- BRIEF:
Your reply must contain the full listing below, reproduced exactly, but no pictures.

┄┄┄┄┄┄┄┄┄┄┄┄┄┄┄┄┄┄┄┄

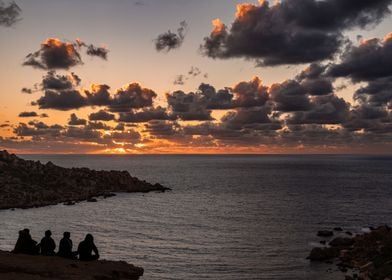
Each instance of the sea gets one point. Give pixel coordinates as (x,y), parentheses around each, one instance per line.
(227,217)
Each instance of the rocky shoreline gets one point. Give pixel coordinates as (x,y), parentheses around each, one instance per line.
(365,256)
(25,267)
(27,184)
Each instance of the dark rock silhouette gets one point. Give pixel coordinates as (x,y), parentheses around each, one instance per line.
(86,249)
(25,267)
(47,244)
(25,244)
(325,233)
(369,253)
(26,183)
(65,247)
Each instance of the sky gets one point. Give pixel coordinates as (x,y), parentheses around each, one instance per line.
(196,76)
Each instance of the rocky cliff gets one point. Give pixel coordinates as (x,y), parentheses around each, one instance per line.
(25,183)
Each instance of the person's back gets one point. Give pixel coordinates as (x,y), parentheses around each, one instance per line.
(47,244)
(65,247)
(85,249)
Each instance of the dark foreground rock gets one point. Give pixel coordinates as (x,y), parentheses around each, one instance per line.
(366,256)
(26,183)
(24,267)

┄┄┄┄┄┄┄┄┄┄┄┄┄┄┄┄┄┄┄┄

- RESULT OF THIS TASK:
Each instance of the sea gets one point. Give pixel coordinates as (x,y), parentheses around each, one instance per line.
(227,217)
Each instance of the rocky shoreline gets one point. Give pixel coordinates as (x,y), parentheses around each, one instance per line.
(365,256)
(25,267)
(27,184)
Each instance of the dark rock silhouette gets one point. Give pixel coordinates as (x,y), parentheses around each, one instance per line.
(86,249)
(25,267)
(47,244)
(25,244)
(325,233)
(369,253)
(26,183)
(65,247)
Each instance of the sky gets one point. Give pixel coordinates as (x,y), parentheses around each, one instance per line.
(196,76)
Each instance of the rocky cliff gets one point. Give pixel coordinates as (x,y), parentheses around each, one instance per line.
(25,183)
Each instance of the person's back gets one point. Give pixel coordinates as (x,y), parentheses around each, one instance per line.
(47,244)
(65,247)
(85,249)
Each instance of the dark foreground rock gets one point. Give pixel coordinates as (x,y), parentheses around each, one instance per line.
(366,256)
(26,183)
(24,267)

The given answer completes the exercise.